Irmela Hermann zeigt zwei ihrer Karikaturen-Kalender. Foto: Haasemann-Dunka
Von Anna Haasemann-Dunka
Bammental. Was tun mit der Zeitung von gestern, wenn sie "ausgelesen" ist? Für die meisten Leser stellt sich diese Frage erst gar nicht, denn das Blatt landet nach der Lektüre zumeist im Altpapier. Irmela Hermann aus Bammental jedoch hat eine sehr kreative und ganz eigene Verwendungsmöglichkeit gefunden, die einem ganz besonderen Teil des Zeitungsinhalts zu einem herausgehobenem Ansehen verhilft. Es sind die Karikaturen, die sich die 78-Jährige täglich mit großem Vergnügen ansieht. Sie haben es ihr so angetan, dass sie sie sogar auf sehr einfallsreiche Weise "recycelt".
Auf Seite 2 jeder Ausgabe der Rhein-Neckar-Zeitung sind die Karikaturen mittig ganz oben und eingerahmt von Texten zu finden. Sie beleuchten kritisch mit humoristisch-ironischem Blick das tagespolitische und gesellschaftliche Geschehen – national wie international. Wenn Irmela Hermann eine Karikatur der Karikaturisten Heiko Sakurai, Klaus Stuttmann oder Martin Erl besonders anspricht, wird sie ausgeschnitten und zur bereits vorhandenen, in verschiedene Themenbereiche geordneten Sammlung hinzugefügt.
Zwölf der so gewonnenen Bilder passend zum gewählten Thema benötigt sie, um daraus einen ganz individuellen Kalender für Familienmitglieder, Freunde und Bekannte zu fertigen. "Ich habe einfach Spaß an den Karikaturen", berichtet Irmela Hermann, die im Jahr 2015 mit ihrem Hobby begonnen hat. Seither verhilft sie zumindest einem Teil der Tageszeitung zu einer längeren Lebensdauer. So ein Kalender hält sich ja schließlich immerhin ein Jahr.
Bei den drei RNZ-Karikaturisten stellt sie klare Unterschiede in ihrer Zeichenweise fest. Martin Erl bevorzuge im Gegensatz zu den anderen beiden plakativen Stil mit weniger zeichnerischen Details. Besonders sprechen sie die Karikaturen von Klaus Stuttmann an: "Der ist zeichnerisch richtig gut", findet die Seniorin aus Bammental.

### ERFASSTE DATEN
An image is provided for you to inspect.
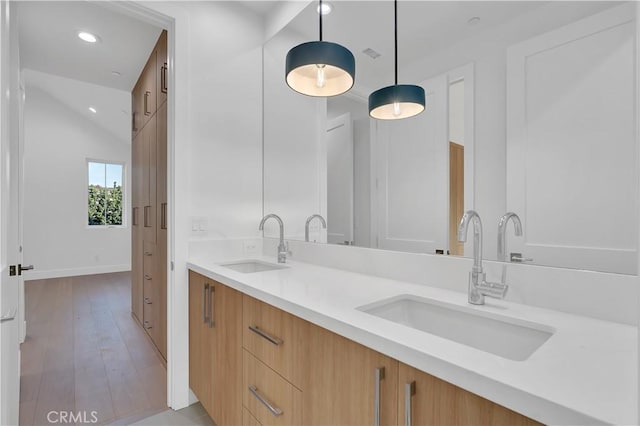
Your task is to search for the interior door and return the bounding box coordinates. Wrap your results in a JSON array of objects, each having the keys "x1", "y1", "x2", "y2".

### ARBEITSANWEISUNG
Beantworte anhand des Artikels über die Karikaturen-Kalender die folgenden Fragen:
1. Wie alt ist Irmela Hermann?
2. Wie viele Bilder benötigt sie für einen Kalender?
3. Welcher Karikaturist bevorzugt einen plakativen Stil mit weniger zeichnerischen Details?

### ANTWORT
1. 78 Jahre
2. Zwölf
3. Martin Erl